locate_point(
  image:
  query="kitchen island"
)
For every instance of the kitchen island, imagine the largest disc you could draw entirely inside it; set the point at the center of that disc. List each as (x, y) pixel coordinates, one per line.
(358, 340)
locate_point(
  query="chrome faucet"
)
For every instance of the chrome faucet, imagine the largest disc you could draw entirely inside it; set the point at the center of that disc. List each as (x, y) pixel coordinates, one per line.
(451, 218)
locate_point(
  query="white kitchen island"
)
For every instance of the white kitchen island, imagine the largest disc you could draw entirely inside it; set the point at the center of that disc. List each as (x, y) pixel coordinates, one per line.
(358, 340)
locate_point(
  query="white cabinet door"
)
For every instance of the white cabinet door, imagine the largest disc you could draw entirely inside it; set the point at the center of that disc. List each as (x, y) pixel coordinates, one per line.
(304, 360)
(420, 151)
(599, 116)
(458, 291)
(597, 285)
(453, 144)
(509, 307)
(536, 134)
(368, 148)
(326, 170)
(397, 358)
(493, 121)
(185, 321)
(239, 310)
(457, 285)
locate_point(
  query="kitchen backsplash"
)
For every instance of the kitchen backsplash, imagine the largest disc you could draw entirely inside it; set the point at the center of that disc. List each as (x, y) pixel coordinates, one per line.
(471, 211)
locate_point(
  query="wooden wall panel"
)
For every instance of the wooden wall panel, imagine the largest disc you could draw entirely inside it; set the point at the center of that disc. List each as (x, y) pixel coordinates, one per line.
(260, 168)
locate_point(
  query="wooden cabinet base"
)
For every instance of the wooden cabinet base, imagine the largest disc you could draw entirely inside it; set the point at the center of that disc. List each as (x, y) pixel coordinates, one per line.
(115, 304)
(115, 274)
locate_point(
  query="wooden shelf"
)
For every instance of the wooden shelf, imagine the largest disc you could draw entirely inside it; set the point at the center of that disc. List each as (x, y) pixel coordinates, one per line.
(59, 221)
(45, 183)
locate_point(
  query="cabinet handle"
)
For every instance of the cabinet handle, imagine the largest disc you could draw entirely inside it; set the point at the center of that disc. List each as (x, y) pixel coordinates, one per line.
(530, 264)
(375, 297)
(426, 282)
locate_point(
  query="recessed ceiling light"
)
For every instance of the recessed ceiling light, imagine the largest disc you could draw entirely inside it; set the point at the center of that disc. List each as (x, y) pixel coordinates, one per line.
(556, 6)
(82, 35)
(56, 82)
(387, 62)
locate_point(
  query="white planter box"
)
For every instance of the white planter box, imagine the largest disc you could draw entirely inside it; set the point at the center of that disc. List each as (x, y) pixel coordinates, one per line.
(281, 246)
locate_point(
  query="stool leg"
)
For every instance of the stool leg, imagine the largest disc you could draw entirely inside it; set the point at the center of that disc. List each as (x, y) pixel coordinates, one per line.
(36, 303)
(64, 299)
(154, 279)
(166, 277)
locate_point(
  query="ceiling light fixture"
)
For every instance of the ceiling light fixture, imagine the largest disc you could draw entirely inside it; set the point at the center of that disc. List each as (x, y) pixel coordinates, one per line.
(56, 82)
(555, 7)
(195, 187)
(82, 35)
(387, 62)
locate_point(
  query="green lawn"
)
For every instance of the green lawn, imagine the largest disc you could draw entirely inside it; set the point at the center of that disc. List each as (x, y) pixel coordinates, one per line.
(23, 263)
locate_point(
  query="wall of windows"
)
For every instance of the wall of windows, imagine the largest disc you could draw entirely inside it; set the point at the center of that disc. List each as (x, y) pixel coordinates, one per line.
* * *
• YOUR INSTRUCTIONS: From the first line to the last, retype the data exactly.

• SOLUTION TO THIS TASK:
locate_point(
  image:
  query="kitchen island"
)
For every instance of the kitchen island, imagine the largest disc you could draw entirely inside it; set the point at the center of that disc. List each as (x, y) pixel coordinates, one per line.
(358, 340)
locate_point(
  query="chrome faucet"
)
For every instance of the chrome faucet, imagine the largest disc you could draw entirely inside it; set the point at the center of that disc. List each as (x, y) pixel coordinates, one per line.
(451, 218)
locate_point(
  query="white kitchen island"
)
For every instance of the white kitchen island, imagine the largest disc you could draw entirely inside it; set the point at the center of that disc. List each as (x, y) pixel coordinates, one per line.
(358, 340)
locate_point(
  query="white cabinet door"
)
For every instance of the white cabinet door, imagine the largest disc you could draw entirely inside it; set the point at the center of that disc. List each as (x, y) pixel coordinates, one per line.
(304, 360)
(420, 151)
(599, 116)
(458, 291)
(597, 285)
(453, 144)
(509, 307)
(536, 134)
(368, 148)
(326, 170)
(397, 358)
(493, 121)
(185, 321)
(239, 310)
(457, 285)
locate_point(
  query="kitchen backsplash"
)
For every instance of the kitchen backsplash, imagine the largest disc you could draw entirely inside it; set the point at the center of that disc. List each as (x, y) pixel coordinates, one per line.
(471, 211)
locate_point(
  query="wooden wall panel"
)
For every instance of the wooden wall panel, imagine the largest disc you could draw entirely inside it; set the point at the center of that disc. List each as (x, y) pixel coordinates, one per line.
(260, 168)
locate_point(
  query="wooden cabinet base"
)
For every instance of the wooden cabinet base, imagine the largest disc you could draw entirely inside it; set the point at the center of that disc. List each as (x, y) pixel coordinates, one per line.
(115, 304)
(115, 274)
locate_point(
  query="wooden shelf"
)
For every instance of the wooden shelf, imagine the largest disc you could draw entirely inside it; set the point at the center of that disc. List each as (x, y) pixel coordinates, one per line.
(59, 221)
(45, 183)
locate_point(
  query="cabinet handle"
)
For every instance of the cabinet handle, imagine the largest disc you could draw entirely inside it; set the point at the center of that disc. List each as (x, y) pixel coordinates, one per line.
(530, 264)
(375, 297)
(426, 282)
locate_point(
  query="recessed ceiling light"
)
For every instance of the recessed ceiling light, imagine the largest disc you could draw entirely inside it; set the point at the center of that disc. List each as (x, y) pixel coordinates, one per line.
(556, 6)
(82, 35)
(56, 82)
(387, 62)
locate_point(
  query="white planter box"
)
For every instance of the white planter box, imagine the largest disc you could draw entirely inside it; set the point at the center of that disc. List each as (x, y) pixel coordinates, one per line.
(281, 246)
locate_point(
  query="stool leg"
)
For every instance of the stool leg, imagine the largest disc you could draw entirely inside it; set the point at the center of that disc. List each as (x, y) pixel coordinates, one per line.
(36, 303)
(64, 299)
(154, 279)
(166, 277)
locate_point(
  query="ceiling light fixture"
)
For every instance of the ceiling light fixture, imagine the largest disc you could draw entirely inside it; set the point at the center of that disc. List each as (x, y) pixel coordinates, one per line.
(56, 82)
(555, 7)
(195, 187)
(82, 35)
(387, 62)
locate_point(
  query="green lawn"
)
For every instance of the green lawn, imagine the largest disc you could draw entirely inside it; set the point at the center of that disc. List each as (x, y) pixel coordinates, one per line.
(23, 263)
locate_point(
  query="wall of windows"
)
For every instance of the wall of windows, imagine the largest disc you could draw entirely inside it; set the point at the center of that disc. List each as (x, y) pixel coordinates, one per line.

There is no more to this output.